··· ENTRIES SHOWN ···

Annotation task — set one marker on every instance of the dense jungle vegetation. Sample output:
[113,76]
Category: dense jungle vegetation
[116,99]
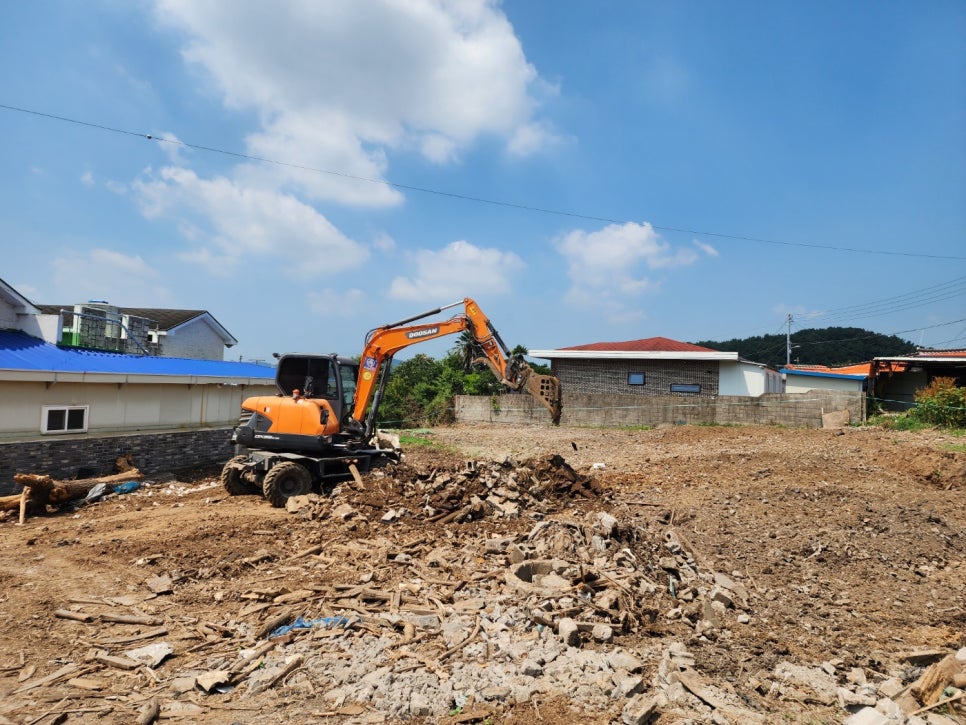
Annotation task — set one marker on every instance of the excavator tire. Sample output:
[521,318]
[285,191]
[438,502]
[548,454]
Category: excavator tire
[232,480]
[285,480]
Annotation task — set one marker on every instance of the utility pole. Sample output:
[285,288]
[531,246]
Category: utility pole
[788,340]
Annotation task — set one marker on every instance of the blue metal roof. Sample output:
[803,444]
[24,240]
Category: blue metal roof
[19,351]
[818,374]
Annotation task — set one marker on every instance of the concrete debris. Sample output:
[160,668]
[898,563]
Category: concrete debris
[479,621]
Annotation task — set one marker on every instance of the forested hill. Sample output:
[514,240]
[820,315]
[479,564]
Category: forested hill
[827,346]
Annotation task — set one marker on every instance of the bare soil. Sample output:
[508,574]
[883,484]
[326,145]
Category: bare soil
[851,544]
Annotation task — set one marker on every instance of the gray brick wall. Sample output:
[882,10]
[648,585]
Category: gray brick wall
[795,410]
[609,377]
[89,457]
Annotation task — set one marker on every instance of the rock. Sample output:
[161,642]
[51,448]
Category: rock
[294,504]
[606,524]
[419,705]
[531,668]
[868,716]
[639,710]
[151,655]
[209,679]
[568,632]
[628,686]
[813,678]
[622,660]
[718,594]
[496,692]
[849,699]
[343,511]
[602,632]
[496,546]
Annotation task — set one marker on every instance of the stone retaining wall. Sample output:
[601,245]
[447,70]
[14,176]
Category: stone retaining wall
[68,458]
[795,410]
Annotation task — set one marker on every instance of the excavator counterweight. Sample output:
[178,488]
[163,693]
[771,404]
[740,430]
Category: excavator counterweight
[321,425]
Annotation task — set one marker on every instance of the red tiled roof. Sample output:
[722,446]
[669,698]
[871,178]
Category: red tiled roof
[859,369]
[650,344]
[940,353]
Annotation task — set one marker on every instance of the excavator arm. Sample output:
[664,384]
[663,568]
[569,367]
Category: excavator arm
[384,342]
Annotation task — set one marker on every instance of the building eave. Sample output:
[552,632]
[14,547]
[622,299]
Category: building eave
[632,355]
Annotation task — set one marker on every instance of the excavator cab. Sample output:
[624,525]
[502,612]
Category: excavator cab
[318,376]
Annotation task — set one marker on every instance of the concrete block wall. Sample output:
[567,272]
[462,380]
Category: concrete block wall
[609,377]
[90,457]
[794,410]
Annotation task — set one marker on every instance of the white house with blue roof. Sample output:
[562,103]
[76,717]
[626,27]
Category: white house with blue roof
[59,399]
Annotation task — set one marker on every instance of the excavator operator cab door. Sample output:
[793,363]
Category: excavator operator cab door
[348,374]
[319,376]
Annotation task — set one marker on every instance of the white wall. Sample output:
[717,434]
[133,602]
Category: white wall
[804,383]
[8,316]
[195,339]
[748,379]
[124,408]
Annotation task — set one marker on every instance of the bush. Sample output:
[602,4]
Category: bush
[941,403]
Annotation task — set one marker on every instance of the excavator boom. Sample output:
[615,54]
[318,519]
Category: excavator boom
[384,342]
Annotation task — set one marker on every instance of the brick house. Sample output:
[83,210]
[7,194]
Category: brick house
[71,407]
[98,325]
[658,367]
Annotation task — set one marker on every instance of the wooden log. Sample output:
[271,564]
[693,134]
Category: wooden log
[149,712]
[39,491]
[132,619]
[76,616]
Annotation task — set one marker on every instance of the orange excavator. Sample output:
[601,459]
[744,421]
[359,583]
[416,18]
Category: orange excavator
[320,427]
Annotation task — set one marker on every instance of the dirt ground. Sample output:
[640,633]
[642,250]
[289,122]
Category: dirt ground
[851,545]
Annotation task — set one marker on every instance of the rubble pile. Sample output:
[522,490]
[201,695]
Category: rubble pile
[454,594]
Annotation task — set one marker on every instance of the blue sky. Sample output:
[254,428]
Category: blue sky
[587,171]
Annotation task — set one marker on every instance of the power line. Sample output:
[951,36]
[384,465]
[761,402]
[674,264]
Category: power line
[907,301]
[470,198]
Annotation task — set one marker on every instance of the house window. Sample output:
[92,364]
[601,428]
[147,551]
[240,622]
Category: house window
[64,419]
[685,388]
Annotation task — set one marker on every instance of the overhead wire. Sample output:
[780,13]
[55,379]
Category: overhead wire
[469,197]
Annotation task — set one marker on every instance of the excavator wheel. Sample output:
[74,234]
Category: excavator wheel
[231,479]
[285,480]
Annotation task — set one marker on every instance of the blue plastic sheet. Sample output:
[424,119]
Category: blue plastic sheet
[301,623]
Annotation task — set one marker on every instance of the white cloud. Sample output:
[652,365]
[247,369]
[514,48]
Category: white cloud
[606,267]
[384,243]
[172,147]
[231,222]
[707,248]
[458,270]
[122,279]
[338,83]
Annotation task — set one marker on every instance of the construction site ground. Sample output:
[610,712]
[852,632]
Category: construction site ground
[839,551]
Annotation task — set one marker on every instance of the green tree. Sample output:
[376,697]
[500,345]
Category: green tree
[833,346]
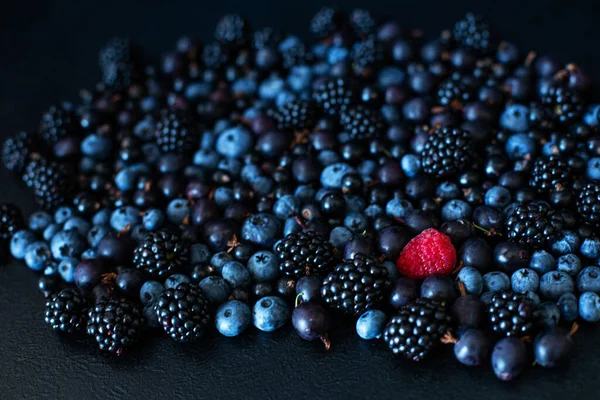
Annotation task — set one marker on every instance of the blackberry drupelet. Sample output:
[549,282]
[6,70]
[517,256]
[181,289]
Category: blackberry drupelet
[50,182]
[446,152]
[160,254]
[334,96]
[296,115]
[115,324]
[356,285]
[183,312]
[17,149]
[66,311]
[58,122]
[233,30]
[534,224]
[453,92]
[510,314]
[550,174]
[305,253]
[473,32]
[121,63]
[176,132]
[417,328]
[588,204]
[362,123]
[326,22]
[11,221]
[564,105]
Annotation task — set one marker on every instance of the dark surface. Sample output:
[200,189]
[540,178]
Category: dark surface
[49,51]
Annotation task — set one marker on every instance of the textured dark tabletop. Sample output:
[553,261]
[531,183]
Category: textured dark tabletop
[49,51]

···

INSTRUCTIONS TO FOLLOW>
Without any of the pictures, repeat the entries above word for word.

WORKED SOLUTION>
Annotation task — set one marker on every instance of the dense jungle vegetation. Sample output:
[113,76]
Category: dense jungle vegetation
[116,99]
Annotation task — set one marker on every instance of the excavator tire. Sample output:
[521,318]
[285,191]
[438,502]
[548,454]
Category: excavator tire
[232,480]
[285,480]
Annotation task — set one marker on every instance of the utility pole. Sample output:
[285,288]
[531,246]
Category: utility pole
[788,340]
Annotation task — set one marker on every instance of the blue metal roof. Sample output:
[803,444]
[24,240]
Category: blue metal roof
[19,351]
[818,374]
Annotation task — set one marker on every instance of the concrete debris. Sample output:
[160,668]
[898,563]
Category: concrete debris
[479,621]
Annotation task — set one marker on every instance of the forested hill. Sample output:
[514,240]
[820,315]
[479,564]
Category: forested hill
[827,346]
Annotation task — set one marker on every instance of the bare soil. Sample output:
[508,574]
[883,484]
[326,145]
Category: bare soil
[851,544]
Annotation task — set one marker on every instance of the gray brick wall. Sample output:
[882,10]
[648,585]
Category: gray brick wall
[795,410]
[609,377]
[89,457]
Annotation task — set one marker on every instance of the rock. Sample output:
[161,642]
[51,448]
Category: rock
[294,504]
[606,524]
[419,705]
[531,668]
[868,716]
[639,710]
[151,655]
[209,679]
[568,632]
[628,686]
[813,678]
[622,660]
[718,594]
[496,692]
[849,699]
[343,511]
[602,632]
[496,546]
Annotation task — set one marker on every instance of the stone retaining wall. Sample output:
[601,245]
[447,70]
[14,176]
Category: stone retaining wall
[68,458]
[795,410]
Annotation task — set one marker on every instance of the excavator counterweight. Sample output:
[178,488]
[163,693]
[771,404]
[740,430]
Category: excavator counterweight
[321,425]
Annotation task — set one marker on every instance of the red tiled roof. Sample output:
[722,446]
[669,698]
[871,178]
Category: red tiled roof
[859,369]
[650,344]
[940,353]
Annotation task — set one marker on every instance of the excavator arm. Sample output:
[664,384]
[663,568]
[569,367]
Category: excavator arm
[384,342]
Annotation task — set one marker on every instance of the building eave. Sample output:
[552,632]
[14,547]
[622,299]
Category: building eave
[632,355]
Annotation task — set one marker on every instance of the excavator cab. Sample output:
[624,525]
[502,612]
Category: excavator cab
[318,376]
Annotation task — set one marker on every instance of the concrete block wall. Sample output:
[567,272]
[462,380]
Category: concrete block wall
[609,377]
[90,457]
[794,410]
Annotation task — set one marker on every instance of the white house with blue roof. Sample output:
[562,103]
[76,717]
[626,27]
Category: white house with blue roof
[59,399]
Annotation task — set one marker on every instance of the excavator operator cab door. Sample output:
[793,363]
Category: excavator operator cab door
[348,374]
[319,376]
Annotation task — set one marker on every instance of the white wall. Sample output:
[717,434]
[133,602]
Category: white wall
[804,383]
[8,316]
[195,339]
[748,379]
[124,408]
Annotation task — set one marker on every instance of the bush. Sample output:
[602,4]
Category: bush
[941,403]
Annotation task — set one marker on every instance of the excavator boom. Sample output:
[615,54]
[318,519]
Category: excavator boom
[384,342]
Annotation task — set one marker on every instance of the brick house. Sample output:
[83,210]
[7,194]
Category: brick house
[71,407]
[98,325]
[658,367]
Annotation task — set one marker on every instance of the wooden log. Sample output:
[271,564]
[693,134]
Category: wooden log
[149,712]
[39,491]
[132,619]
[76,616]
Annotation task — set one marker on every instance of the orange excavator. Sample output:
[601,459]
[744,421]
[359,583]
[416,18]
Category: orange excavator
[320,427]
Annotation task — set one marker on every instance of the dirt ground. Sample output:
[640,633]
[642,250]
[289,122]
Category: dirt ground
[851,545]
Annotation task — set one marker on every instance of the rubble pile. Sample output:
[522,490]
[201,695]
Category: rubble pile
[454,594]
Annotation task — set one marker on every instance of the blue sky. Sample output:
[254,428]
Category: blue sky
[587,171]
Annotation task — set one marker on every instance of the power line. Sample output:
[951,36]
[384,465]
[761,402]
[674,264]
Category: power line
[907,301]
[470,198]
Annotation task — set one marker on every instance of the house window. Sample output:
[92,364]
[601,428]
[147,551]
[240,622]
Category: house window
[64,419]
[685,388]
Annotation task — set one marker on every instance of the overhead wire. Sample output:
[780,13]
[55,379]
Category: overhead wire
[469,197]
Annotation task — set one marker on every instance of the excavator wheel. Sample output:
[74,234]
Category: excavator wheel
[231,479]
[285,480]
Annotation task — set one marker on every instance of the blue plastic sheet. Sample output:
[424,119]
Category: blue plastic sheet
[301,623]
Annotation task — set one marker on every instance of the white cloud. Sample output:
[652,365]
[247,369]
[514,48]
Category: white cloud
[606,267]
[384,243]
[172,147]
[231,222]
[707,248]
[458,270]
[122,279]
[338,83]
Annotation task — set one marker on every instance of the construction site ground. Sample output:
[610,712]
[852,632]
Category: construction site ground
[839,551]
Annotation task — set one marker on every instance of the green tree. Sample output:
[376,697]
[500,345]
Category: green tree
[833,346]
Annotation task — set one marker on every instance of the blackberry drupelet. Sample output:
[549,282]
[6,70]
[517,256]
[181,289]
Category: blackberry drupelet
[50,182]
[446,152]
[160,254]
[334,96]
[296,115]
[115,324]
[356,285]
[183,312]
[17,149]
[66,311]
[58,122]
[233,30]
[534,224]
[453,92]
[510,314]
[550,174]
[305,253]
[473,32]
[121,63]
[176,132]
[417,328]
[588,204]
[362,123]
[326,22]
[11,221]
[564,105]
Annotation task — set one marker on every instance of the dark surface. Sample output:
[200,189]
[540,178]
Category: dark surface
[49,51]
Annotation task — set one marker on every instance of the textured dark tabletop. Sample output:
[553,261]
[531,183]
Category: textured dark tabletop
[49,51]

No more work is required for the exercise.